**Given instruction:** Give the data below as a JSON list of strings, one string per line, with blank lines left out.

====== Records supplied ======

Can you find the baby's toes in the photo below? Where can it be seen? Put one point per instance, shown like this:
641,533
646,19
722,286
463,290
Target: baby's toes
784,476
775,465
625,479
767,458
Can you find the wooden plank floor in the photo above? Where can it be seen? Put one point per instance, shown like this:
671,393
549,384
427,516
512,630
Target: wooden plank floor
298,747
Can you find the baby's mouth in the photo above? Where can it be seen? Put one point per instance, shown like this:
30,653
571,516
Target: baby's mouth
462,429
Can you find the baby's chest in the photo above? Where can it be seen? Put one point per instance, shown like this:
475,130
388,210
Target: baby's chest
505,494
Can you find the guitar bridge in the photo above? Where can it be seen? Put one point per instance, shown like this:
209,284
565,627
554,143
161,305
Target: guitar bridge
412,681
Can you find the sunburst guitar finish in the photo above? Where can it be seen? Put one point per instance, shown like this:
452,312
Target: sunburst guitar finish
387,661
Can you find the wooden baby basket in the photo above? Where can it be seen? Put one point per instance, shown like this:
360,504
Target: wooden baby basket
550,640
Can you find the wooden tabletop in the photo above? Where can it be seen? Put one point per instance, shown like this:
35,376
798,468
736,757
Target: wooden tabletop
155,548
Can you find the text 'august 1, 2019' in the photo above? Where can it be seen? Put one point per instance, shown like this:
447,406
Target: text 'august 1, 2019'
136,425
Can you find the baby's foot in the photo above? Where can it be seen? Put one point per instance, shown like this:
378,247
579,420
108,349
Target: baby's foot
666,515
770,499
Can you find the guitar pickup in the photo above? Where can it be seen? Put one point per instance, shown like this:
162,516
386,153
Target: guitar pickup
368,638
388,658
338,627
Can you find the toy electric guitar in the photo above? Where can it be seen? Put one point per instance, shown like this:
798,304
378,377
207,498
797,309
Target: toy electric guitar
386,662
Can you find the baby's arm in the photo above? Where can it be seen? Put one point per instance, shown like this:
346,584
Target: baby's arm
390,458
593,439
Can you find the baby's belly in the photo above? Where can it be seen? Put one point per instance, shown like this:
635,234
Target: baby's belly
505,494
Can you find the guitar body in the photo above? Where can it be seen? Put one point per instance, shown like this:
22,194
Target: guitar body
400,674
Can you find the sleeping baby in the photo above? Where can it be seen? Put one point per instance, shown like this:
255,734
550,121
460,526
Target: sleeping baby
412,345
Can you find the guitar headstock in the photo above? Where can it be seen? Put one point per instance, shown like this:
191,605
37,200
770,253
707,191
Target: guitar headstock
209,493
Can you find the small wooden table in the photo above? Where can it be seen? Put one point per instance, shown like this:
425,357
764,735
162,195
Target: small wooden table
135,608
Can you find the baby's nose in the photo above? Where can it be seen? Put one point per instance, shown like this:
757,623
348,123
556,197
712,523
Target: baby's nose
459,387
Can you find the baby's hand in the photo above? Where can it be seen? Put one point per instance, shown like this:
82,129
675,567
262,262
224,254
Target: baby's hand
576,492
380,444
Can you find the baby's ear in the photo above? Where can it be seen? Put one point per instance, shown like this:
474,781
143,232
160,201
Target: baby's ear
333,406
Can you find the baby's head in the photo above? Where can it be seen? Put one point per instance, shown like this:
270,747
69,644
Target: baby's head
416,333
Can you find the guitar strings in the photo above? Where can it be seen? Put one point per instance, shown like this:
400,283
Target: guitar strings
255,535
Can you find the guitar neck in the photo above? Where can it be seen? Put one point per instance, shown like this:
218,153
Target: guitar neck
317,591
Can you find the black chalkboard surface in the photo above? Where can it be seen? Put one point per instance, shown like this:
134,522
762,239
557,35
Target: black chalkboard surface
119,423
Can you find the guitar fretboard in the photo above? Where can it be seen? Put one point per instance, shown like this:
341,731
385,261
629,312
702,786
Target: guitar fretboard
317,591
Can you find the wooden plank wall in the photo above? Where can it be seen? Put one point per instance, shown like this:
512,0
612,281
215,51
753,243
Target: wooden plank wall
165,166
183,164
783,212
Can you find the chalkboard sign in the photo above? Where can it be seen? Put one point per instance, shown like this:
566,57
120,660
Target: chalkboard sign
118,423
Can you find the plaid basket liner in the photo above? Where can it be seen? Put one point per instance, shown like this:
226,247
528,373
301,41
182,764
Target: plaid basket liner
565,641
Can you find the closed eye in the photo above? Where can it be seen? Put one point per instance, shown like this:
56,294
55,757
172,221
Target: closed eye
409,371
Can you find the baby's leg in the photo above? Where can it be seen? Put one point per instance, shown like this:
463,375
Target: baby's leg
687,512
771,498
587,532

======

**In response:**
[
  "Can you find the baby's toes in the photo below? Where can it be seen? Put one point per instance, shown like this:",
  "641,533",
  "646,19",
  "722,286",
  "463,290",
  "Target: baby's toes",
  "784,476",
  "775,465",
  "625,479",
  "767,458",
  "Can you find the wooden plank floor in the photo above? Where can it be seen? Put one point per instance, shown like this:",
  "671,393",
  "549,384",
  "427,516",
  "512,630",
  "Target: wooden plank floor",
  "298,747",
  "Can you find the baby's mouth in the photo above? Where can it be seen? Put one point per instance, shown like this:",
  "30,653",
  "571,516",
  "Target: baby's mouth",
  "462,429",
  "Can you find the baby's chest in the photo above? Where can it be seen? Put one point per instance, shown like this:",
  "475,130",
  "388,210",
  "Target: baby's chest",
  "505,494",
  "Can you find the guitar bridge in the photo above? Where can it be seen? Put one point per instance, shown like this:",
  "209,284",
  "565,627",
  "554,143",
  "161,305",
  "Target: guitar bridge",
  "412,681",
  "Can you find the sunburst guitar finish in the photo above? Where can it be seen? Put one point per instance, shown like this:",
  "452,312",
  "Target: sunburst guitar finish",
  "387,661",
  "Can you find the wooden baby basket in the photo above? Where can it be seen? Put one point per instance, shown like this:",
  "360,504",
  "Target: wooden baby basket",
  "550,640",
  "Can you find the wooden tabletop in the photo above? Where can it be seen? Put one point per instance, shown like this:",
  "35,376",
  "798,468",
  "736,757",
  "Target: wooden tabletop",
  "155,548",
  "Can you find the text 'august 1, 2019' in the photo above? Where can it be seen? Put one point per instance, shown like this:",
  "447,406",
  "Target: text 'august 1, 2019'",
  "136,425",
  "Can you find the baby's foot in the photo above? Where can it be seen? Put one point per instance, shown like this:",
  "378,247",
  "579,420",
  "108,349",
  "Target: baby's foot",
  "666,515",
  "770,499",
  "Can you find the guitar pickup in the photo above? Where can it be seen? Put one point per instance, shown like this:",
  "162,516",
  "386,153",
  "Target: guitar pickup",
  "368,638",
  "388,658",
  "338,627",
  "Can you find the toy electric guitar in the photo above? Where can it be seen? Put one point per instance, shown like this:",
  "798,304",
  "378,377",
  "207,498",
  "797,309",
  "Target: toy electric guitar",
  "386,662",
  "Can you find the baby's arm in the photo above? Where can it be seen? Put one point per instance, shown like this:",
  "346,584",
  "Target: baby's arm",
  "390,458",
  "593,439",
  "Can you find the baby's belly in the photo above? Where can it be seen? Put one point per instance, shown like this:",
  "635,234",
  "Target: baby's belly",
  "505,494",
  "Can you find the guitar body in the photo above? Where can it be seen? Put one point per instance, shown like this:",
  "22,194",
  "Target: guitar body",
  "400,674",
  "Can you find the sleeping baby in the photo above? Where can it be seen? Put one point per instance, shown like this:",
  "255,734",
  "550,121",
  "460,526",
  "Target: sleeping baby",
  "412,345",
  "Can you find the guitar headstock in the photo above? Where can it be seen? Put one point per instance, shown like this:",
  "191,605",
  "37,200",
  "770,253",
  "707,191",
  "Target: guitar headstock",
  "209,493",
  "Can you find the small wooden table in the photo above? Where can it be seen? Put one point per instance, shown like this:",
  "425,357",
  "764,735",
  "162,195",
  "Target: small wooden table",
  "135,608",
  "Can you find the baby's nose in the photo above? Where can it be seen? Put one point per instance, shown like this:",
  "757,623",
  "348,123",
  "556,197",
  "712,523",
  "Target: baby's nose",
  "459,387",
  "Can you find the baby's hand in the photo above? Where can it be seen? Put one point per instance, shown like this:",
  "82,129",
  "675,567",
  "262,262",
  "224,254",
  "Target: baby's hand",
  "576,492",
  "380,444",
  "Can you find the baby's ear in the photo above? Where can it be seen? Put one point per instance, shown like this:",
  "474,781",
  "143,232",
  "160,201",
  "Target: baby's ear",
  "333,406",
  "Can you find the baby's head in the photo above? Where can it be seen? Put one point per instance, shown like this:",
  "270,747",
  "69,644",
  "Target: baby's head",
  "416,333",
  "Can you find the guitar strings in the photo above? Where can it be seen? Put one point per instance, shown like this:",
  "400,283",
  "Target: guitar strings",
  "255,535",
  "Can you find the guitar neck in the photo above? Where can it be seen? Put one point per instance, shown like this:",
  "218,153",
  "Target: guitar neck",
  "317,591",
  "Can you find the black chalkboard surface in the photo above? Where can it be seen? Put one point per instance, shown like this:",
  "134,522",
  "762,239",
  "557,35",
  "Target: black chalkboard surface",
  "119,423",
  "Can you find the guitar fretboard in the photo above? Where can it be seen? Put one point per instance, shown like this:",
  "341,731",
  "385,261",
  "629,312",
  "702,786",
  "Target: guitar fretboard",
  "317,591",
  "Can you find the wooden plank wall in the photo above? Where can it be seen? Put one point per instance, shown like this:",
  "512,0",
  "612,281",
  "215,51",
  "753,243",
  "Target: wooden plank wall",
  "165,166",
  "183,164",
  "783,212",
  "Can you find the chalkboard sign in the photo above? Where can it be seen? Put one point per instance, shown like this:",
  "566,57",
  "120,660",
  "Target: chalkboard sign",
  "118,423",
  "Can you find the plaid basket liner in the photo above? Where can it be seen? Put one point per instance, shown like this:",
  "226,247",
  "528,373",
  "301,41",
  "182,764",
  "Target: plaid basket liner",
  "565,641",
  "Can you find the closed eye in the photo above? Where can it be seen? Put one point per instance, shown like this:",
  "56,294",
  "55,757",
  "172,221",
  "Target: closed eye",
  "409,371",
  "Can you find the baby's leg in the photo above? Where can it be seen? Put one point per instance, shown like this:",
  "463,375",
  "Target: baby's leg",
  "687,512",
  "771,498",
  "587,532"
]